• _Texto original_
Con el funcionariado está sucediendo lo mismo que con la crisis
económica. Las víctimas son presentadas como culpables y los auténticos
culpables se valen de su poder para desviar responsabilidades,
metiéndoles mano al bolsillo y al horario laboral de quienes inútilmente
proclaman su inocencia. Aquí, con el agravante de que al ser unas
víctimas selectivas, personas que trabajan para la Administración
pública, el resto de la sociedad también las pone en el punto de mira,
como parte de la deuda que se le ha venido encima y no como una parte
más de quienes sufren la crisis. La bajada salarial y el incremento de
jornada de los funcionarios se aplauden de manera inmisericorde, con la
satisfecha sonrisa de los gobernantes por ver ratificada su decisión.
Detrás de
todo ello hay una ignorancia supina del origen del funcionariado. Se
envidia de su status -y por eso se critica- la estabilidad que ofrece en
el empleo, lo cual en tiempos de paro y de precariedad laboral es
comprensible; pero esta permanencia tiene su razón de ser en la garantía
de independencia de la Administración respecto de quien gobierne en
cada momento; una garantía que es clave en el Estado de derecho. En
coherencia, se establece constitucionalmente la igualdad de acceso a la
función pública, conforme al mérito y a la capacidad de los
concursantes. La expresión de ganar una plaza «en propiedad» responde a
la idea de que al funcionario no se le puede «expropiar» o privar de su
empleo público, sino en los casos legalmente previstos y nunca por
capricho del político de turno. Cierto que no pocos funcionarios
consideran esa «propiedad» en términos patrimoniales y no funcionales y
se apoyan en ella para un escaso rendimiento laboral, a veces con el
beneplácito sindical; pero esto es corregible mediante la inspección,
sin tener que alterar aquella garantía del Estado de derecho. Los que
más contribuyen al desprecio de la profesionalidad del funcionariado son
los políticos cuando acceden al poder. Están tan acostumbrados a medrar
en el partido a base de lealtades y sumisiones personales, que cuando
llegan a gobernar no se fían de los funcionarios que se encuentran. Con
frecuencia los ven como un obstáculo a sus decisiones, como burócratas
que ponen objeciones y controles legales a quienes piensan que no
deberían tener límites por ser representantes de la soberanía popular.

• _Tu objetivo_
Continúa, por favor, el texto sobre el funcionariado a partir de su última frase.

• _Datos en bruto_
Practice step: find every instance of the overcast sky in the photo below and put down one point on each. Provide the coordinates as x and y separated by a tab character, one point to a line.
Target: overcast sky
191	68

• _Resultado esperado_
En caso de conflicto, la lealtad del funcionario a la ley y a su función
pública llega a interpretarse por el gobernante como una deslealtad
personal hacia él e incluso como una oculta estrategia al servicio de la
oposición. Para evitar tal escollo han surgido, cada vez en mayor
número, los cargos de confianza al margen de la Administración y de sus
tablas salariales; también se ha provocado una hipertrofia de cargos de
libre designación entre funcionarios, lo que ha suscitado entre éstos un
interés en alinearse políticamente para acceder a puestos relevantes,
que luego tendrán como premio una consolidación del complemento salarial
de alto cargo. El deseo de crear un funcionariado afín ha conducido a
la intromisión directa o indirecta de los gobernantes en procesos de
selección de funcionarios, influyendo en la convocatoria de plazas, la
definición de sus perfiles y temarios e incluso en la composición de los
tribunales. Este modo clientelar de entender la Administración, en sí
mismo una corrupción, tiene mucho que ver con la corrupción
económico-política conocida y con el fallo en los controles para
atajarla.
Estos gobernantes de todos los colores políticos,
pero sobre todo los que se tildan de liberales, son los que, tras la
perversión causada por ellos mismos en la función pública, arremeten
contra la tropa funcionarial, sea personal sanitario, docente o
puramente administrativo. Si la crisis es general, no es comprensible
que se rebaje el sueldo sólo a los funcionarios y, si lo que se quiere
es gravar a los que tienen un empleo, debería ser una medida general
para todos los que perciben rentas por el trabajo sean de fuente pública
o privada. Con todo, lo más sangrante no es el recorte económico en el
salario del funcionario, sino el insulto personal a su dignidad.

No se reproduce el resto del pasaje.